→ **Goal**: Resume the podcast transcript below, continuing the conversation between Darren Lee and Eric Siu from the point where it stops.

** START Excerpt provided **

Darren Lee:Seven days later I was like I fucking hate you're over it yeah, I would come out of my, my house, every day, I'd walk past it to my motorbike yeah, which is just like a shitty old motorbike. Yeah, and every single day the car was matte black. Yeah, it would just get dustier and dustier. I walked past the thing. I was like, oh my god, get rid of it. I rang the guy to take it back and he was like dude, I'm not taking it back. He was like you have to live out to 30 days at least, yeah, yeah. I was like, oh my, I genuinely could not look at the thing anymore. I drove it around four more times.
Darren Lee:After that I hand back the keys and I was like fuck this, because it got to the point where I was like, yeah, I don't even want to bring it out in case I tip it and I mark it. And I handed it back and I was like sometimes you need to experience it and I'm susceptible to everything I'm not talking from a high perspective and I guess because I thought to myself, oh, it's more practical. It's not like a watch right, watches hold a value, whatever, but it's not like a watch. I thought I could use it and I was like I fucking hate this you know what's interesting?
Eric Siu:I mean, you look at people's instagrams and the people that have purpose aren't posting about um kind of material possessions. And if you like material possessions, like that's fine, but I, I just generally like the pattern that I've seen is if you have a sense of purpose, like you're not posting about that stuff, that stuff falls way below. You're not posting that you're flying on a first class. You know flight. Um, you know you got this, this Lamborghini or whatever, or you like your, your, your popping bottles, that stuff in your twenties. But like you realize later in your life that, um, you know what is it? Family's number one, right? And then you can talk about, like maybe there's business teachings or religious teachings or whatever it is exactly, but purpose to me is just serving other people and, um, you know, when you're posting material things, you're really talking about serving yourself it's also the optics how we want our audience or our customers to perceive us.
Darren Lee:Yeah, sam ovens is a good example of that. You know skyrise back in the day.
Eric Siu:Yeah, blue suit and now he's just chilling with long hair. It was never him and he's admitted it. That, like that wasn't me, but he was trying to sell this certain perception to people and he's playing into human psychology.
Darren Lee:Yeah so that more emotive side, that kind of connecting with your audience or connecting with your people. So, you know, you mentioned gary v and he has the videos about his mom and shit. But then you people like chris chris, though, who chatting with tomorrow, and he does a really nice balance here because he takes what he thinks, he thinks about it, through the lens of internal yeah, it's the internal state, yeah and then you talk to him about gary v tomorrow I will.
Darren Lee:I watch your clip, I listen to your podcast. We're both together, um, but that's interesting, right, because he's he's done the work internally and then, as a result, that becomes who he's about. Yeah, people love him. He would go to his masterminds and his workshops and so on and so forth, because the energy that you this may seem woo, but it's not, though, it's like the energy that you emit, is the energy you receive.
Eric Siu:He's a perfect example of someone that understands what he wants to build. He understands his values. He doesn't want to necessarily build a big agency. He's like, okay, I just want to focus on educating. So he did these like workshops right. He came to my mastermind where Sam Ovens was there and we had a speaker's there. He's just telling everyone, like you got to start a mastermind, right, you got to start a mastermind. And that's how, chris, eventually he started his mastermind. Um, but it works out well for him because he loves learning. He loves teaching and he doesn't.

** END Excerpt provided **
** START Data rows **

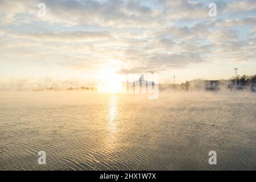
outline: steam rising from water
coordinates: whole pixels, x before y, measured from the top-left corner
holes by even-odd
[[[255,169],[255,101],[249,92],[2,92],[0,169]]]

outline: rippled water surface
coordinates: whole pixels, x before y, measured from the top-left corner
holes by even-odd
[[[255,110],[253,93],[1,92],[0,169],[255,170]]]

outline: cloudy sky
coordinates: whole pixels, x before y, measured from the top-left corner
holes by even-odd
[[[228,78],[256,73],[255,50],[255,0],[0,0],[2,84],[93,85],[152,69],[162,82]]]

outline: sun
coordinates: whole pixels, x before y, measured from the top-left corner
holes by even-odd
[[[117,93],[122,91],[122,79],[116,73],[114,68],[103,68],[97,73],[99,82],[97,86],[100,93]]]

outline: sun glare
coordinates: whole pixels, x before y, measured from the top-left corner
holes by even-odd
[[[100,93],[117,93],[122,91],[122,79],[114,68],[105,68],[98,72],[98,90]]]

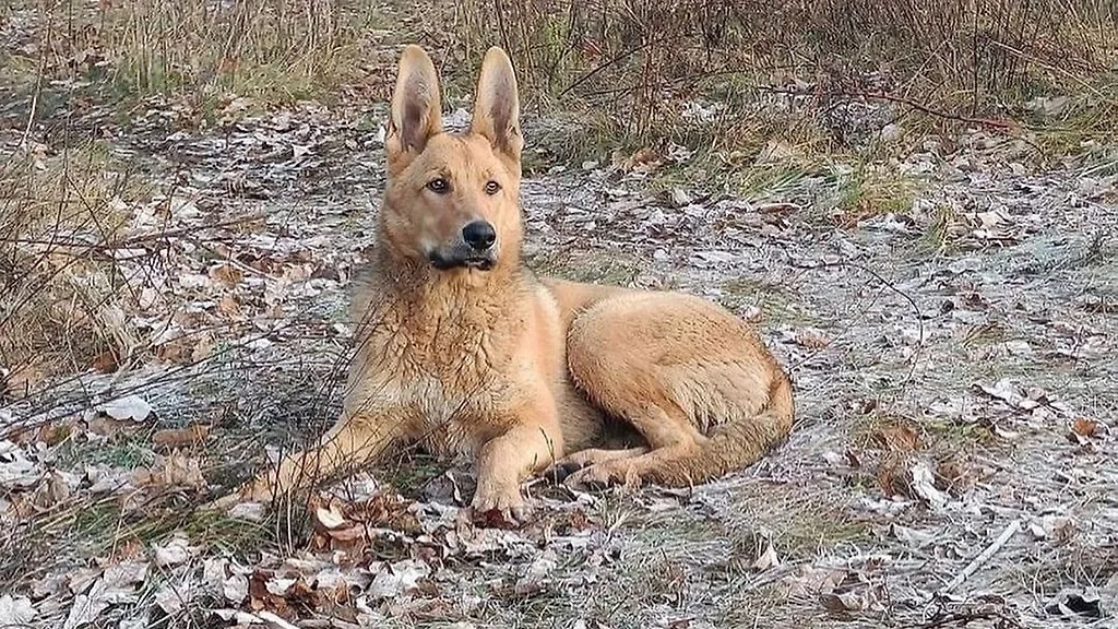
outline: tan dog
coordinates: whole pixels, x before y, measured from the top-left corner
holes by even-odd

** END Data rows **

→ **Answer**:
Eric Siu:He's a type of guy Like he used to do back when clubhouse was a thing Um, he would be in these rooms and he'd host these rooms with thousands of people, right and um, right and um, you know, he'd bring people up and then, as soon as he found someone being insufferable, he's like I can't stand you anymore. He was like mute you or whatever. Right, I'm paraphrasing here, but he's just really direct and um, you know, building a huge team or whatever. That's just not what he wants anymore. He maybe he doesn't want people problems, but he is. You can see he's living within his values and it really comes out.
Darren Lee:Yeah he's called me out on my shit, sometimes on a podcast, before Can't remember what it was around. It could have been around sales, or actually this was it. I asked him how does someone like build, how does someone kind of build authority and influence if they don't have experience? Are they kind of living through like an optic lens? And I forget what I actually said about my opinion on it, but he was like it not. He's like that's not true and I was like oh, okay, yeah, that's good. Right, it's good to be open and honest because then you respect the person. As a result, yeah, you have much more of a. It's just real and like people just fucking aren't real.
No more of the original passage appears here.